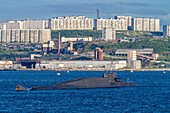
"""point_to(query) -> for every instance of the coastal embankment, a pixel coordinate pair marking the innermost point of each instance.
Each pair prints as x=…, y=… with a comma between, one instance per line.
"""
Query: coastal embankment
x=158, y=69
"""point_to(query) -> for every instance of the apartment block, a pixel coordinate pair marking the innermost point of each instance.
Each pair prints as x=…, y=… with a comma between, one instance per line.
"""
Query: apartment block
x=98, y=54
x=128, y=20
x=71, y=23
x=109, y=34
x=131, y=55
x=74, y=39
x=25, y=24
x=25, y=35
x=118, y=24
x=166, y=30
x=145, y=24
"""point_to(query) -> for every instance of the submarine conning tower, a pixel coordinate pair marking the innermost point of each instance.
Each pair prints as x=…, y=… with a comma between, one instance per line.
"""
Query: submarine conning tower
x=110, y=75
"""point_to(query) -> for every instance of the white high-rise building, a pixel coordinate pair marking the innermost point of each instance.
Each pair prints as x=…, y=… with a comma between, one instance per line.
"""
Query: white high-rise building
x=25, y=35
x=145, y=24
x=118, y=24
x=132, y=60
x=128, y=20
x=109, y=34
x=25, y=24
x=166, y=30
x=71, y=23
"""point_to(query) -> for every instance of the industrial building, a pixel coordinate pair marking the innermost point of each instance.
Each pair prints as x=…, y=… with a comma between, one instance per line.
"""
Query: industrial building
x=71, y=23
x=166, y=30
x=109, y=34
x=25, y=35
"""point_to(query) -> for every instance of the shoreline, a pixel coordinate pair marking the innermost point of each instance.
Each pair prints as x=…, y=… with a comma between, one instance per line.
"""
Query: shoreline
x=164, y=69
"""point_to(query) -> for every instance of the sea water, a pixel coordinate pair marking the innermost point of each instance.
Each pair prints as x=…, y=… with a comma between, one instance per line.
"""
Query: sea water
x=151, y=95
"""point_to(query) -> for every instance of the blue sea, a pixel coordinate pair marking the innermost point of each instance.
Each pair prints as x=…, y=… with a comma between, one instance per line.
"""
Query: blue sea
x=151, y=95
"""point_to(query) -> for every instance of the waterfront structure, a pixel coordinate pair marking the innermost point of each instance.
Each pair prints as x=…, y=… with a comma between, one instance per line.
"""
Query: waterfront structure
x=88, y=64
x=134, y=64
x=166, y=30
x=128, y=20
x=25, y=35
x=132, y=60
x=118, y=24
x=98, y=54
x=71, y=23
x=124, y=52
x=131, y=55
x=145, y=24
x=74, y=39
x=109, y=34
x=47, y=47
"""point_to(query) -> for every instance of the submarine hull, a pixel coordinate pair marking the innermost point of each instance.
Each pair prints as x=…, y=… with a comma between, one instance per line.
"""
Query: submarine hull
x=85, y=83
x=109, y=80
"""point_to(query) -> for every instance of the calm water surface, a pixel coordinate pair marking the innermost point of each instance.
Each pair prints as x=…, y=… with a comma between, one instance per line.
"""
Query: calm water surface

⁂

### Goal
Return every one of the records above word for word, but leave the pictures out.

### Exercise result
"""point_to(query) -> for every instance of the coastal embankment, a pixel coordinate pair marking the innermost point of each instance.
Each pair prints as x=…, y=… with a comma between, one instance per line.
"""
Query: coastal embankment
x=158, y=69
"""point_to(query) -> for every instance of the apartment block, a pixel coordinate pair marking the innermost point of each instance.
Each pair prints as x=…, y=… with a comma between, one instance per line.
"""
Query: apartment block
x=98, y=54
x=128, y=20
x=71, y=23
x=109, y=34
x=131, y=55
x=74, y=39
x=25, y=24
x=25, y=35
x=118, y=24
x=166, y=30
x=145, y=24
"""point_to(query) -> for every instance of the submarine conning tower, a pixel coordinate pair marking the innermost point of each instance.
Each pair prints as x=…, y=… with a comma between, one instance per line.
"""
Query: submarine conning tower
x=110, y=75
"""point_to(query) -> for every instance of the white high-rise building, a pixel coordinate pair marking the innermost point of each instance.
Each pair prints as x=…, y=… with a comma between, one instance per line.
"""
Query: white high-rise building
x=25, y=35
x=145, y=24
x=118, y=24
x=132, y=60
x=128, y=20
x=109, y=34
x=25, y=24
x=166, y=30
x=71, y=23
"""point_to(query) -> for every instance of the industrial building, a pixel coordinate pair marking the innermost point of each instance.
Each pair prints as x=…, y=… with a comma between, one instance per line.
"""
Query: industrial building
x=71, y=23
x=166, y=30
x=109, y=34
x=25, y=35
"""point_to(query) -> for every instance of the shoreline, a pixel coordinate pair marking the innermost point of each instance.
Each pair prints as x=…, y=… with a comma between, one instance per line.
"""
Query: shoreline
x=164, y=69
"""point_to(query) -> for every instance of the sea water, a pixel coordinate pair marking the innermost point of each instance.
Each pair prints as x=…, y=… with a comma between, one instance per line.
"""
Query: sea water
x=151, y=95
"""point_to(query) -> for every instance of the blue sea, a pixel coordinate pair marking the innermost point of each instance.
Each pair prints as x=…, y=… with a comma between, one instance per line.
"""
Query: blue sea
x=151, y=95
"""point_to(query) -> for every instance of the waterfront structure, a pixel coordinate pair marking the innermost point of each instance.
Each pair prints as x=…, y=… with a comma between, one instance per line.
"""
Query: waterfront structure
x=88, y=64
x=134, y=64
x=166, y=30
x=128, y=20
x=25, y=35
x=132, y=60
x=118, y=24
x=98, y=54
x=71, y=23
x=124, y=52
x=131, y=55
x=145, y=24
x=74, y=39
x=109, y=34
x=47, y=47
"""point_to(query) -> for every instance of the submarine hull, a pixel coordinate pair marking the innermost point of each instance.
Each pair prints as x=…, y=… with a comma between, one instance per line.
"""
Query: submarine hull
x=85, y=83
x=109, y=80
"""point_to(query) -> for every instance of the calm water surface, a pixel coordinate pair marking the innermost point of each instance.
Each pair prints as x=…, y=… with a comma between, one instance per line.
"""
Query: calm water surface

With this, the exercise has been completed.